Dataset items
## start

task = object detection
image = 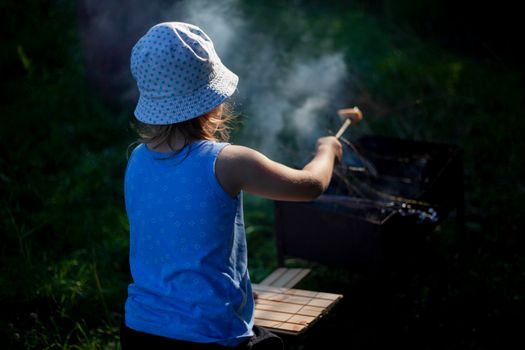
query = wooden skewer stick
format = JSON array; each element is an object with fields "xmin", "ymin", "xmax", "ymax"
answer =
[
  {"xmin": 335, "ymin": 118, "xmax": 352, "ymax": 139},
  {"xmin": 335, "ymin": 107, "xmax": 363, "ymax": 138}
]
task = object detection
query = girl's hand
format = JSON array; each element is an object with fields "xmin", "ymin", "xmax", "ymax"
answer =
[
  {"xmin": 317, "ymin": 136, "xmax": 343, "ymax": 162},
  {"xmin": 215, "ymin": 136, "xmax": 343, "ymax": 201}
]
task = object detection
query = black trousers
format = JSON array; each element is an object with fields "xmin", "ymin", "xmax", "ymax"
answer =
[{"xmin": 120, "ymin": 323, "xmax": 284, "ymax": 350}]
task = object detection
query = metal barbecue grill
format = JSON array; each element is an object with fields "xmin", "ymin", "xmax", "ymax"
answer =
[{"xmin": 275, "ymin": 136, "xmax": 463, "ymax": 267}]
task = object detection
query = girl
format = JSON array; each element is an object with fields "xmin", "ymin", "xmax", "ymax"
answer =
[{"xmin": 121, "ymin": 22, "xmax": 342, "ymax": 349}]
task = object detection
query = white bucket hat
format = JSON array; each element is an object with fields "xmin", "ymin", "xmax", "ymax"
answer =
[{"xmin": 131, "ymin": 22, "xmax": 239, "ymax": 125}]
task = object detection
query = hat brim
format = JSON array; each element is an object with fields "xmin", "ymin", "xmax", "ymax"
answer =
[{"xmin": 135, "ymin": 64, "xmax": 239, "ymax": 125}]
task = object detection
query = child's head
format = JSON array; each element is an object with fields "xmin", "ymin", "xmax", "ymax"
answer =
[{"xmin": 131, "ymin": 22, "xmax": 238, "ymax": 152}]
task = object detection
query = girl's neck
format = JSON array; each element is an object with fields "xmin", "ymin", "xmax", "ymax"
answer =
[{"xmin": 146, "ymin": 131, "xmax": 195, "ymax": 153}]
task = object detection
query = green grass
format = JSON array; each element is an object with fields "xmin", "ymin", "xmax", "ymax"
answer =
[{"xmin": 0, "ymin": 0, "xmax": 525, "ymax": 349}]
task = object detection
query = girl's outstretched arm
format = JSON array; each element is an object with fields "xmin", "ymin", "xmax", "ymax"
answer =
[{"xmin": 215, "ymin": 136, "xmax": 342, "ymax": 201}]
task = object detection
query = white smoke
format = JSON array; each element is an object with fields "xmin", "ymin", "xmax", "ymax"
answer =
[{"xmin": 80, "ymin": 0, "xmax": 347, "ymax": 164}]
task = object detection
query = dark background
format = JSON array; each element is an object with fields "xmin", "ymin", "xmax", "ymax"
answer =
[{"xmin": 0, "ymin": 0, "xmax": 525, "ymax": 349}]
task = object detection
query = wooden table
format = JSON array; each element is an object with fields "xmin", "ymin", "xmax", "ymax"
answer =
[{"xmin": 253, "ymin": 284, "xmax": 343, "ymax": 335}]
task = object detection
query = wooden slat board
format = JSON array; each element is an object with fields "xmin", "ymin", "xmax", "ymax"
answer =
[
  {"xmin": 253, "ymin": 284, "xmax": 343, "ymax": 334},
  {"xmin": 260, "ymin": 267, "xmax": 311, "ymax": 288}
]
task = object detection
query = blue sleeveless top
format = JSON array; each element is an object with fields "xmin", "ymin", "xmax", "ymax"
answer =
[{"xmin": 124, "ymin": 140, "xmax": 254, "ymax": 346}]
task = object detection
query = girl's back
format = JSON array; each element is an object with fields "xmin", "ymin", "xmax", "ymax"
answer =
[{"xmin": 125, "ymin": 140, "xmax": 253, "ymax": 345}]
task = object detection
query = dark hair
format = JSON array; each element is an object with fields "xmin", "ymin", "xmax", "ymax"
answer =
[{"xmin": 128, "ymin": 103, "xmax": 235, "ymax": 160}]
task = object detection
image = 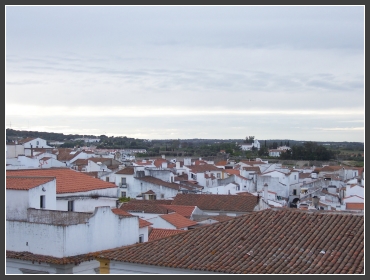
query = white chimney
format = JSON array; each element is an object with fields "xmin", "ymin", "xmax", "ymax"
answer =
[
  {"xmin": 184, "ymin": 158, "xmax": 191, "ymax": 165},
  {"xmin": 263, "ymin": 183, "xmax": 269, "ymax": 199}
]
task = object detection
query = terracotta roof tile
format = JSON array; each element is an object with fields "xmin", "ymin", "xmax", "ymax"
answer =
[
  {"xmin": 112, "ymin": 208, "xmax": 152, "ymax": 228},
  {"xmin": 6, "ymin": 168, "xmax": 117, "ymax": 194},
  {"xmin": 187, "ymin": 164, "xmax": 224, "ymax": 173},
  {"xmin": 160, "ymin": 213, "xmax": 198, "ymax": 229},
  {"xmin": 6, "ymin": 250, "xmax": 96, "ymax": 265},
  {"xmin": 148, "ymin": 228, "xmax": 185, "ymax": 241},
  {"xmin": 116, "ymin": 167, "xmax": 135, "ymax": 175},
  {"xmin": 99, "ymin": 209, "xmax": 365, "ymax": 274}
]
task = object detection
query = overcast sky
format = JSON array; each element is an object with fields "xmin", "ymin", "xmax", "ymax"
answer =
[{"xmin": 5, "ymin": 6, "xmax": 365, "ymax": 142}]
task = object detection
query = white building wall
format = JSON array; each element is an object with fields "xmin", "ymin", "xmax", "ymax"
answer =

## end

Do this:
Report each line of the records above that contains the string "girl", copying every such line in full. Case counts.

Exercise solution:
query = girl's hand
query = girl
query = girl's neck
query = girl's outstretched arm
query = girl's back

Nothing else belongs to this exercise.